Supplied passage:
****

Alexander was taught by Aristotle but often was at loggerheads with other teachers and philosophers.

Aristotle was one of the greatest philosophers of the time and he was tasked by Alexander‘s father Philip II of Macedon, to educate the 13 year old prince. Aristotle kept Alexander for three years under his tutelage and made Alexander well verse in politics and world affairs.

Alexander was born to Philip II of Macedon and Olympias who was the daughter of Neoptolemus I, king of the Molossians, an ancient Greek tribe in Epirus.

He was technically at the same time, the King of Macedonia, Pharaoh of Egypt, King of Persia, and King of Asia.

Alexander took the throne of Macedonia when he was 16 years old.

Alexander the Great had heterochromia and one of his eyes was blue and the other was brown.

The only other teacher who impressed the young prince was Diogenes the Cynic, who had a reputation of rejecting niceties and even slept in a huge jar.

This trait of indulging with great philosophers did not end and during his conquest of the Hindukush and Western India he held lengthy discourses with Hindu thinkers and Jain philosophers who had eschewed all worldly possessions including their clothes.

****

Stored data entries
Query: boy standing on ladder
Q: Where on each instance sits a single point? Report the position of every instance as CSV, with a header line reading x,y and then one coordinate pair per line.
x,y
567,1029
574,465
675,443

****

Problem statement: Continue the passage about Alexander the Great from its final sentence with further short facts in the same style.

Reply to the exercise:
In his long and tedious 15 years military campaign, he never lost any battle.

He is considered one of the best military tactician and his strategies are studied even today on military academies. His tactic of sending smaller well trained forces to break enemy lines before their enemies were ready has been tried by many military strategists of modern times.

He was held in high esteem by many future rulers and the likes of Julius Caesar, Mark Antony and Octavian; all made pilgrimages to Alexander the Great’s tomb in Alexandria.

He had a crack team of 15,000-strong Macedonian phalanx, whose units kept at bay the sword-wielding Persians equipped with 20-foot-long pikes called sarissa.

To make his conquests permanent and achieve control over his vast empire he constructed cities around forts and named the cities after himself, the most striking is Alexandria, which continues to this day.

Kandahar is a place in Afghanistan which when loosely translated means Alexander and it was one of the 70 cities which he helped to establish during his brief but momentous reigns.

He encountered the costliest victory in India and the battle was fought near the river Hydaspes and he founded a city named Bucephala, for his favorite horse, which was mortally wounded in the battle.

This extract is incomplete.